> _Given problem_: Find each line in the records below that contains the string "forest" and copy those lines. Case counts.

Source records

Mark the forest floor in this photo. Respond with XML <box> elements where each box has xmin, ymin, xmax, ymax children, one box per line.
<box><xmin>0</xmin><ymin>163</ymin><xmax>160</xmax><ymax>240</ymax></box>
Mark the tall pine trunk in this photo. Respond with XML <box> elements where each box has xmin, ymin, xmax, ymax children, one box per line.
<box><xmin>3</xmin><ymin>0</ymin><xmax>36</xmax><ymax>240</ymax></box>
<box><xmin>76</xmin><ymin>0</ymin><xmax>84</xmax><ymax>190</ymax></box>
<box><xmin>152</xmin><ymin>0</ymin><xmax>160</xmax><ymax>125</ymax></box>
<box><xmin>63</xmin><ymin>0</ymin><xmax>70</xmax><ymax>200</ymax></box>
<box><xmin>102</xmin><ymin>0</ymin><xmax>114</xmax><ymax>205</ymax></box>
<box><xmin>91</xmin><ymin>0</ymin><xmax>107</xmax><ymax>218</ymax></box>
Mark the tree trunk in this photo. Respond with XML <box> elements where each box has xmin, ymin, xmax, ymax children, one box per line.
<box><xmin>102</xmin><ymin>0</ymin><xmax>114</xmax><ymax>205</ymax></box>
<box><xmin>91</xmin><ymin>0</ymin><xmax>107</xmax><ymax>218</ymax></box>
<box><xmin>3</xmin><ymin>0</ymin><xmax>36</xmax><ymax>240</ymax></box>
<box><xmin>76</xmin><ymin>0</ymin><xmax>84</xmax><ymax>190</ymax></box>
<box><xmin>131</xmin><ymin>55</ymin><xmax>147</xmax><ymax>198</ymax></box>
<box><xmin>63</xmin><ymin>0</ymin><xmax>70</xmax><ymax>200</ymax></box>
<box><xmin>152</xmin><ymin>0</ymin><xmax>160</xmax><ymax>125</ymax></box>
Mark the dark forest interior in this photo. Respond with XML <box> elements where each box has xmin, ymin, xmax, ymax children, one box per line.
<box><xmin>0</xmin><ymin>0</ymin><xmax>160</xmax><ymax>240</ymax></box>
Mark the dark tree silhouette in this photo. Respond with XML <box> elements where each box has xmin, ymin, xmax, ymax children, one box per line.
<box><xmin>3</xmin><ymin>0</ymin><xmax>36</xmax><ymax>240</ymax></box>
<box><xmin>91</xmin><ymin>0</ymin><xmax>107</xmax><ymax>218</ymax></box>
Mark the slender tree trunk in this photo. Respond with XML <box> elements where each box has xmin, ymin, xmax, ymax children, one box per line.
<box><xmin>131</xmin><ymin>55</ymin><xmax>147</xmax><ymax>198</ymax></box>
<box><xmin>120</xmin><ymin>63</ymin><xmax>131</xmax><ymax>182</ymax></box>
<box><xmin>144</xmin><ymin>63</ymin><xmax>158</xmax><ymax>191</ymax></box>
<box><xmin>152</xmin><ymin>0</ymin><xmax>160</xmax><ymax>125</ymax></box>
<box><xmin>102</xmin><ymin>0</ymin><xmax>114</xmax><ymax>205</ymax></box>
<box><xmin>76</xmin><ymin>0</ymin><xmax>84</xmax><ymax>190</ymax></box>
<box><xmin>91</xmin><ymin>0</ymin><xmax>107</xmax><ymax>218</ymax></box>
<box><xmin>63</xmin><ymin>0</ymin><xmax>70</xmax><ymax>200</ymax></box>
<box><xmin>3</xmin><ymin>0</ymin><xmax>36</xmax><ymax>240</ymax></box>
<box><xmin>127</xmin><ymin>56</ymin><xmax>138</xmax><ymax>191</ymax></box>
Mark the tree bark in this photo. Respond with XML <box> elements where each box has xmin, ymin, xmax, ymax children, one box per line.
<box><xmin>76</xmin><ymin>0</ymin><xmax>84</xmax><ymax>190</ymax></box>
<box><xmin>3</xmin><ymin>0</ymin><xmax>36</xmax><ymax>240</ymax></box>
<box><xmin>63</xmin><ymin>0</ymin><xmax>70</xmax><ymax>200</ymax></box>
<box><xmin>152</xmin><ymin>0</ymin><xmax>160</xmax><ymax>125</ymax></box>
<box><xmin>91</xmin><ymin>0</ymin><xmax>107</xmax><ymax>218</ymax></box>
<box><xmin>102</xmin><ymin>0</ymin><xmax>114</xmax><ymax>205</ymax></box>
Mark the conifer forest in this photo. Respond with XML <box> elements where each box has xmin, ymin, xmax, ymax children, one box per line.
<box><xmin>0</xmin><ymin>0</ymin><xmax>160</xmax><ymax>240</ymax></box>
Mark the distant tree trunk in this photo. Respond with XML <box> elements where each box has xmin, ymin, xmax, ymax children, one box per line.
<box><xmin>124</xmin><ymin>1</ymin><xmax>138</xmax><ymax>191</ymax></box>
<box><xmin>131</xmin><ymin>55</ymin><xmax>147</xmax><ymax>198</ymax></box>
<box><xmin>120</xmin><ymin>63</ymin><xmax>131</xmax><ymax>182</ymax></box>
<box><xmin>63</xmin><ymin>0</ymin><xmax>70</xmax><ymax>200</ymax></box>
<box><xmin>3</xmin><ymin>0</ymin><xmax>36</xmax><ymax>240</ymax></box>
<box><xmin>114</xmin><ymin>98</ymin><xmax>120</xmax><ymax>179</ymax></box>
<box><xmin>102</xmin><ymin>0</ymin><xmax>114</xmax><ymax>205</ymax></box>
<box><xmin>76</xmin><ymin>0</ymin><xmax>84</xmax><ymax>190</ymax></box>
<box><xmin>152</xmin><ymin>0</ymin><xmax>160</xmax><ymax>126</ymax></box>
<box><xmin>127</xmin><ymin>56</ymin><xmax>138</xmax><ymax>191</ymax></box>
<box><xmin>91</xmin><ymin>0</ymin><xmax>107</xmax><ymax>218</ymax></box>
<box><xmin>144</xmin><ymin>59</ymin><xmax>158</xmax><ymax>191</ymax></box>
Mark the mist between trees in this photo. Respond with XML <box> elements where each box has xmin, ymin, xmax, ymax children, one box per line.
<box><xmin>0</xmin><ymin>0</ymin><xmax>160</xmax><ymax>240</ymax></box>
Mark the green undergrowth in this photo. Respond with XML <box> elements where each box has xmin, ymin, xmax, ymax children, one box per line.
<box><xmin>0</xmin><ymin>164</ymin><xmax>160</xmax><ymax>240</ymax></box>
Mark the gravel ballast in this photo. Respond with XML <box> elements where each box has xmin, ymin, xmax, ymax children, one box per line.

> _Written answer_:
Mark the forest floor in this photo. Respond with XML <box> elements where each box has xmin, ymin, xmax, ymax children, one box per line.
Mark the dark forest interior in this photo. Respond with XML <box> elements where each box has xmin, ymin, xmax, ymax children, one box per line.
Mark the conifer forest in this photo. Respond with XML <box> elements where each box has xmin, ymin, xmax, ymax children, one box per line.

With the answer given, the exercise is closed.